**Data:**
____

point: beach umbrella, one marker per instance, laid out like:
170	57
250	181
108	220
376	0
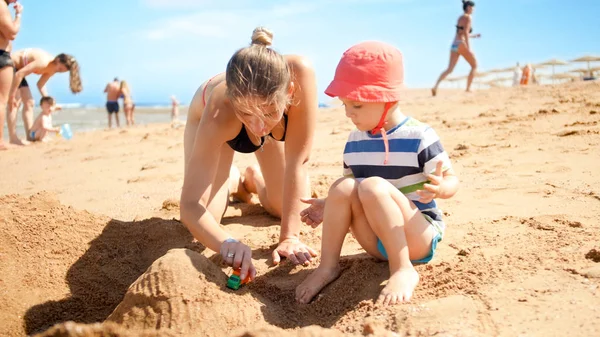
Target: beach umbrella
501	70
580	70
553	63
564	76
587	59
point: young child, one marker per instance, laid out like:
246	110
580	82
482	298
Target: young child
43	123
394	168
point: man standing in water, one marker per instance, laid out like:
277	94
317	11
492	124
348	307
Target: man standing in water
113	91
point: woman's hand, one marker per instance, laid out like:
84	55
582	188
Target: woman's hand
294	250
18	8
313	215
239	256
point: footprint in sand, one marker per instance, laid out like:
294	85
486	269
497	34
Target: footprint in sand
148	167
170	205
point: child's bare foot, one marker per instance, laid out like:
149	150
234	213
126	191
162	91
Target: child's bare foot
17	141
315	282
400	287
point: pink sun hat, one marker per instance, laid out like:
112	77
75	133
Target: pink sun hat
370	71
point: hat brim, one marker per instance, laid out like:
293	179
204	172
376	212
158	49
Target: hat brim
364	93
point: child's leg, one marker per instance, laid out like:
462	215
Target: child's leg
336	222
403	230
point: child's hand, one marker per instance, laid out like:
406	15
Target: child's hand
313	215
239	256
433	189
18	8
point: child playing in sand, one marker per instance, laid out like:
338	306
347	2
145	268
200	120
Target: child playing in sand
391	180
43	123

____

**What the task requires:**
Copy out the material verbatim, starting at the line that contains "point: child's bare" and ending at the last line of the material.

**Exercise response:**
point: child's bare foot, one marker per instance, laid out like:
149	150
234	213
126	191
162	91
Target: child's bare foot
17	141
315	282
400	287
point: pink sun hat, one marker per instance, laid out like:
112	77
75	133
Target: pink sun hat
370	71
point: hat brim, one marker per instance, laid out like:
293	179
204	172
376	212
158	49
Target: hat brim
364	93
point: child's leg, one marker per instance, laid out like:
462	215
Target: child's leg
336	222
403	230
point: child's hand, one marker per instance, laid out like:
406	15
Target: child's hand
313	215
239	256
433	189
18	8
point: child playing in sand, one marker per instance, laid out like:
338	306
347	2
145	268
200	120
Target: child playing in sand
391	180
43	123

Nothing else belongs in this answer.